[Recorded data]
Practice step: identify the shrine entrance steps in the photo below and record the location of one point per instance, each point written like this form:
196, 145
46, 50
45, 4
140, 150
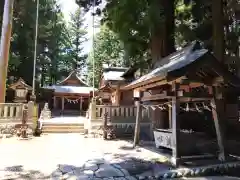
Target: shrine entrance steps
64, 125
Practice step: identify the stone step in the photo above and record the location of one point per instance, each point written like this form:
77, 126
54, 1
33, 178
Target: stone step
63, 124
81, 131
62, 128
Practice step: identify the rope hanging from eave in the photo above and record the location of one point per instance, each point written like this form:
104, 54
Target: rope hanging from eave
93, 47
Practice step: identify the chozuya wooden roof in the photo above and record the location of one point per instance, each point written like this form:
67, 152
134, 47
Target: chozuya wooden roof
73, 77
20, 84
106, 88
193, 63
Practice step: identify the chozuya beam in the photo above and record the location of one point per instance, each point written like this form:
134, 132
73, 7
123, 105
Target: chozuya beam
5, 45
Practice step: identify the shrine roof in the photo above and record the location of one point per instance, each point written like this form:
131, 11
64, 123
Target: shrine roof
183, 61
114, 73
73, 76
70, 89
20, 83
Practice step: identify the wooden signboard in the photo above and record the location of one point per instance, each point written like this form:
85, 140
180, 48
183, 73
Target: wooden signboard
163, 139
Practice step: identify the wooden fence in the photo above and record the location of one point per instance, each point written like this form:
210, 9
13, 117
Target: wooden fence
115, 111
13, 113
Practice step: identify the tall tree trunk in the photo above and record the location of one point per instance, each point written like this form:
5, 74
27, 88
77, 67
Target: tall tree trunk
218, 29
5, 45
162, 41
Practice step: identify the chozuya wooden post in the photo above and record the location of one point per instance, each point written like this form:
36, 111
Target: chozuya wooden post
218, 112
175, 126
5, 45
138, 120
24, 122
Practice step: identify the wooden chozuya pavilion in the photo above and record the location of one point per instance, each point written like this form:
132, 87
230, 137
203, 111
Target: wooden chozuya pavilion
71, 94
113, 78
190, 79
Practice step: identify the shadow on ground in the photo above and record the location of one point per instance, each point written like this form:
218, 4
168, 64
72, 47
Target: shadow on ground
113, 165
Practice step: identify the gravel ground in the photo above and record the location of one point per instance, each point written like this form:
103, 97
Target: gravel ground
72, 156
56, 156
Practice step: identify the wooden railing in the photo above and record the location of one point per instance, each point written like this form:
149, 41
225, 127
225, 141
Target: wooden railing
11, 112
115, 111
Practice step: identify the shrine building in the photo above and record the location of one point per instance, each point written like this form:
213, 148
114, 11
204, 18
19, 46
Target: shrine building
71, 94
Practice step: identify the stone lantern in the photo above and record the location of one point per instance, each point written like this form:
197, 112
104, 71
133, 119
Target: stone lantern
21, 90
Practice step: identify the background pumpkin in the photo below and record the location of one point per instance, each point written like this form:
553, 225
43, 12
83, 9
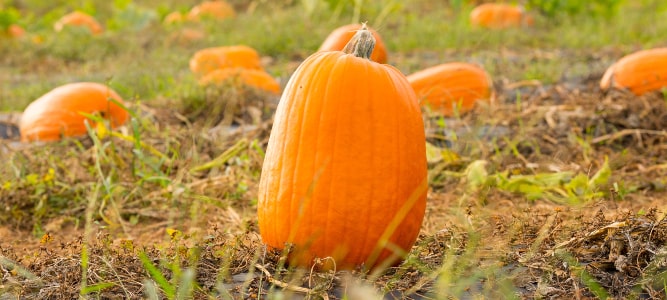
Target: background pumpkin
80, 19
451, 86
345, 169
174, 17
338, 38
58, 112
15, 31
239, 76
640, 72
500, 15
211, 9
209, 59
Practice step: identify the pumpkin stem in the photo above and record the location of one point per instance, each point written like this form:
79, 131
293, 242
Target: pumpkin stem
361, 44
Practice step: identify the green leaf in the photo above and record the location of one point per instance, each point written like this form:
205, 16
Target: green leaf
601, 177
476, 173
153, 271
96, 287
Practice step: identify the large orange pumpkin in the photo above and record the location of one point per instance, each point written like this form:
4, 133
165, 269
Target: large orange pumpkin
451, 87
338, 38
345, 168
640, 72
57, 113
211, 9
499, 16
209, 59
78, 19
255, 78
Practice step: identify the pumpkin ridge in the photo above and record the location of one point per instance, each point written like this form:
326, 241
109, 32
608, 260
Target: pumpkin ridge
341, 65
369, 213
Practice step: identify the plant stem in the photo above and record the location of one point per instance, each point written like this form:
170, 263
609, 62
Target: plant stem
361, 44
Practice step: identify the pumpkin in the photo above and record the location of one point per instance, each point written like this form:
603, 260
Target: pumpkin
499, 16
174, 18
15, 31
187, 36
640, 72
344, 174
209, 59
255, 78
451, 87
211, 9
78, 19
57, 113
338, 38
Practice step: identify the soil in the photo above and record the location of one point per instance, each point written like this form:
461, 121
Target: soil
613, 244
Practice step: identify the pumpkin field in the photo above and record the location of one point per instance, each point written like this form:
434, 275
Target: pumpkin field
333, 149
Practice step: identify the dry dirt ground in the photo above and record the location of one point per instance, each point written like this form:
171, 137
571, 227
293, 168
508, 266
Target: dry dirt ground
489, 241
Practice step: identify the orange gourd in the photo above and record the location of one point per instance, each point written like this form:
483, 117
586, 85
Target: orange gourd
78, 19
209, 59
451, 87
640, 72
15, 31
186, 36
344, 174
338, 38
57, 113
239, 76
211, 9
174, 18
499, 16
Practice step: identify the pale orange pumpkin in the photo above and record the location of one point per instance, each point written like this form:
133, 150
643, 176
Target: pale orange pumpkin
451, 87
187, 36
79, 19
344, 174
211, 9
15, 31
338, 38
209, 59
499, 16
174, 18
640, 72
57, 114
239, 76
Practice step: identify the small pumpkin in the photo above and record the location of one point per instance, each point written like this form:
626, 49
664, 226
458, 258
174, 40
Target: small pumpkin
255, 78
174, 17
338, 38
211, 9
57, 113
499, 16
209, 59
79, 19
15, 31
451, 87
344, 174
640, 72
187, 36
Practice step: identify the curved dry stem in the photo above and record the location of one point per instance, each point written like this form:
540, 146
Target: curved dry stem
361, 44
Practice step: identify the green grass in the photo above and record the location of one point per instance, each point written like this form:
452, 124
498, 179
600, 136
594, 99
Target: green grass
144, 64
168, 169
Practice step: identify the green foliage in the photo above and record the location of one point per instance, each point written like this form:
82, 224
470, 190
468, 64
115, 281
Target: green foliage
562, 187
8, 16
562, 8
130, 16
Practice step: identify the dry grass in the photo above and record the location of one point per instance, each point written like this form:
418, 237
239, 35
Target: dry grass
555, 191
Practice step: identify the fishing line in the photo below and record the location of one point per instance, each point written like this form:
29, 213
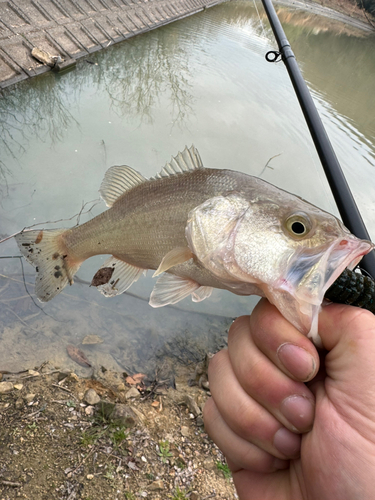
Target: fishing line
24, 281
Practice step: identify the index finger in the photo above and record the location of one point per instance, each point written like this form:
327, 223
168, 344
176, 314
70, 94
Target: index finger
291, 351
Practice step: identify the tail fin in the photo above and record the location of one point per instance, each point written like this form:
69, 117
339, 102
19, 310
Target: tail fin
46, 251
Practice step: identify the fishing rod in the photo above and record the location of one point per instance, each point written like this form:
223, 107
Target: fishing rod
345, 202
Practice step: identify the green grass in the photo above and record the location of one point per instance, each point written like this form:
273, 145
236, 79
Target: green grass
224, 469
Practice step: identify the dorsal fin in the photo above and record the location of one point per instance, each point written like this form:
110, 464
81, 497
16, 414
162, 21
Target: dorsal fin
117, 181
186, 161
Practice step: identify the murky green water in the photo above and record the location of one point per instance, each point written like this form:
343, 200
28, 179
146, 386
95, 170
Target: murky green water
202, 80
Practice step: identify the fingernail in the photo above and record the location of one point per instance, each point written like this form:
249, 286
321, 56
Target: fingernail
299, 411
287, 443
297, 361
280, 464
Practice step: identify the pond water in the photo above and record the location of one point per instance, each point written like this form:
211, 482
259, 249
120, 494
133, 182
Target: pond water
202, 80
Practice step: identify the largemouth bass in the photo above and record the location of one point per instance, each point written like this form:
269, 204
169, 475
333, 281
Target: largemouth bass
201, 229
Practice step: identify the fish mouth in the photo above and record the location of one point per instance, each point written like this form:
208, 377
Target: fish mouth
300, 293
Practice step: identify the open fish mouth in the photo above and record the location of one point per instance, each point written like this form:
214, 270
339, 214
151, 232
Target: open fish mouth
300, 293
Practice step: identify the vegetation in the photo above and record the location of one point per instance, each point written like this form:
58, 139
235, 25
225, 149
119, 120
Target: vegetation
367, 5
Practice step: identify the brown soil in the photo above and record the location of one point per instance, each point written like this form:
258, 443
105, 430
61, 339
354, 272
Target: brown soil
56, 446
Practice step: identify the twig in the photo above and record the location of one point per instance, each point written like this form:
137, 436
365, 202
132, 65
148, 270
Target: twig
10, 483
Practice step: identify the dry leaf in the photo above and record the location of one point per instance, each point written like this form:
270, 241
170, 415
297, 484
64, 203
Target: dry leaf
78, 356
92, 339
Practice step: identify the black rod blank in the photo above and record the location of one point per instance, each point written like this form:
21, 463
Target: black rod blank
345, 202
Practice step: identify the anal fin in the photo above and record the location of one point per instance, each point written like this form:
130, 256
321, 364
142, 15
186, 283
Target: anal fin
202, 293
115, 276
176, 256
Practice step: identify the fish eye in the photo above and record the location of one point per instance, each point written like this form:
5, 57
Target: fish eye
298, 225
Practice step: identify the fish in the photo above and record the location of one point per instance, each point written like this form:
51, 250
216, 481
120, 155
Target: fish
199, 229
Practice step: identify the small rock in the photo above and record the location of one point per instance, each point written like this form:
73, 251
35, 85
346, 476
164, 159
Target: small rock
118, 413
91, 397
89, 410
5, 387
19, 404
132, 393
185, 431
156, 485
92, 339
29, 397
209, 463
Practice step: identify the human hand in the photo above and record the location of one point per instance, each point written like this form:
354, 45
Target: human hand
289, 440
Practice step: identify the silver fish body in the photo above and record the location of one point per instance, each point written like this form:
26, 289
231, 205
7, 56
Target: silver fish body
202, 229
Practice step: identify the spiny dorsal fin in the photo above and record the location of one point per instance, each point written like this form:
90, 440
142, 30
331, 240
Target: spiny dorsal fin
178, 255
186, 161
115, 276
170, 289
117, 181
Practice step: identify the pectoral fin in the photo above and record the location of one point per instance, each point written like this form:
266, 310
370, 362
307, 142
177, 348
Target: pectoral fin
170, 289
115, 276
178, 255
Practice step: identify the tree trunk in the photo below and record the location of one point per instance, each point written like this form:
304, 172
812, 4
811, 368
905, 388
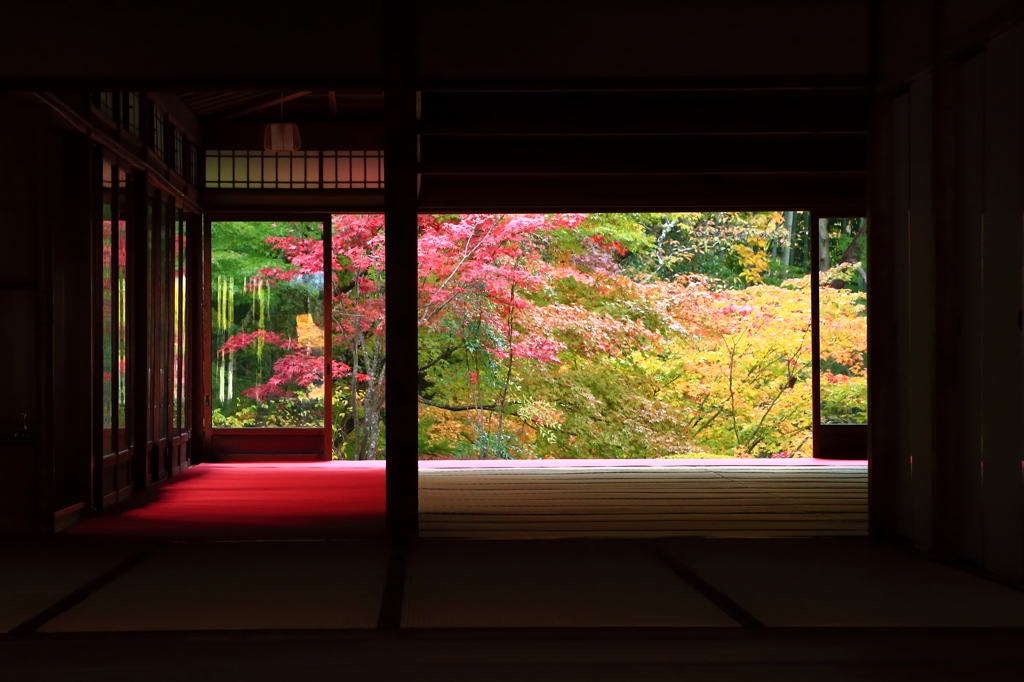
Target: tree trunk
822, 245
791, 223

What is being asked: Take the entries from the line containing "Practice step: identify the tree" through the end of the entries and write them out again, swapping "tree trunk" for "tree stem" and changing nothing else. Leave the pictures out of your answer.

Answer to this problem:
Practice step: identify the tree stem in the photo below and record the location of one point per instance, each point written like this form:
304, 172
812, 4
811, 368
905, 388
Target: tree stem
822, 245
791, 223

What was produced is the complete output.